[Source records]
— begin —

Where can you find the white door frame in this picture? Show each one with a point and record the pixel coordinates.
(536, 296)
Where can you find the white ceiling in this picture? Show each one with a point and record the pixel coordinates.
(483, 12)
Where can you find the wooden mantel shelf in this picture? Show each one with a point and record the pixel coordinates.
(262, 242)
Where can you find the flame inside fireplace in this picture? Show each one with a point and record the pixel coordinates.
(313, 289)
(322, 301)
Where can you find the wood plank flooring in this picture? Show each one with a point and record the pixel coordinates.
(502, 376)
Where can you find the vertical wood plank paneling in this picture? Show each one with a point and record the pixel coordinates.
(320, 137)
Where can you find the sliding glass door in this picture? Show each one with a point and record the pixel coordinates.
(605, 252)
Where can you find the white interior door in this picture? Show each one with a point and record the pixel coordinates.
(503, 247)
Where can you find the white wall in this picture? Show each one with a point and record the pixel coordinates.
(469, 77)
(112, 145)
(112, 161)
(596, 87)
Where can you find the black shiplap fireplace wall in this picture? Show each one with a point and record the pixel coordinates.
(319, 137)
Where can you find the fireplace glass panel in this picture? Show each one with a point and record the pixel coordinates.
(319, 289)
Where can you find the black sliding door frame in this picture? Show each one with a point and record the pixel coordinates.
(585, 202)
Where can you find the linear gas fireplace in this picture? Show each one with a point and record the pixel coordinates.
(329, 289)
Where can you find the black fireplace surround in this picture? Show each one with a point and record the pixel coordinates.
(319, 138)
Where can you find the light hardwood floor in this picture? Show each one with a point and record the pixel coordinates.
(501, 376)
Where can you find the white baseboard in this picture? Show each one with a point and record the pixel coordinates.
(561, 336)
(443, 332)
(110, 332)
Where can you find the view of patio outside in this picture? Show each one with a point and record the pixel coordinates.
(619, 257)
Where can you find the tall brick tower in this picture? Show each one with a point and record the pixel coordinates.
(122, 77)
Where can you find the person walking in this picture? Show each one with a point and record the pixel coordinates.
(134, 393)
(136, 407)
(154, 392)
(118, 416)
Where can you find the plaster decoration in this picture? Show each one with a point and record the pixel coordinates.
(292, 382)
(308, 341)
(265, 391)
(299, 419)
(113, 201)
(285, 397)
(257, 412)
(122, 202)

— end —

◆ **Directive**: Rewrite the listing above, swapping every "pixel coordinates" for "image coordinates" and leaving all else unchanged.

◆ **Solution to the exercise**:
Where can you find the white door frame in this picture? Show each one with a point and record the image coordinates.
(536, 296)
Where can you find the white ceiling in this picture? Show each one with a point and record the image coordinates.
(483, 12)
Where can you find the wooden mantel shelf in this picture? Show each one with a point and record the image coordinates.
(262, 242)
Where can you find the flame inside fireplace in this picture? Show each one with a point and record the image coordinates.
(313, 289)
(322, 301)
Where can you find the wood plank flooring in this picture? Show each one with a point and record the image coordinates.
(502, 376)
Where can you find the vertical wood plank paneling in this picture? Show each one with a point and record the image coordinates.
(320, 137)
Where can you find the sliding glass door in this picture? Show each one with a point and record the image coordinates.
(605, 252)
Where can you find the white interior door in this picture? Show each one with a point and record the image coordinates.
(503, 247)
Where can you find the white wall in this picture? Show each one with a point and record the image coordinates.
(469, 77)
(112, 145)
(112, 161)
(596, 87)
Where can you find the black shiplap fireplace wall in this picture? Show each one with a point and record the image coordinates.
(319, 137)
Where can you find the fireplace glass panel in this picture? Show each one with a point and record the image coordinates.
(319, 289)
Where can you find the black sliding door frame in this picture? Show each one with a point and record the image coordinates.
(585, 202)
Where can you find the linear gas fireplace in this picture? Show each one with a point and record the image coordinates.
(329, 289)
Where can you find the black fireplace surround in this picture? Show each one with a point and record the image coordinates.
(319, 138)
Where can you find the light hardwood floor in this picture? Show each one with a point and record the image coordinates.
(501, 376)
Where can you find the white baseboard in this picture? Show each one with a point and record the image coordinates.
(561, 336)
(443, 332)
(110, 332)
Where can you find the view of patio outside in this picture? Show each one with a point and record the image coordinates.
(619, 257)
Where can you find the tall brick tower in this picture? Show each one with a point and record the image coordinates.
(122, 77)
Where can you find the person walking in this picture? Show each one with a point and record the image coordinates.
(134, 393)
(136, 407)
(154, 392)
(118, 416)
Where can you find the plaster decoration in this picture? Show each one with a point and record the image coordinates.
(292, 382)
(308, 341)
(265, 391)
(299, 419)
(113, 201)
(285, 397)
(257, 412)
(122, 202)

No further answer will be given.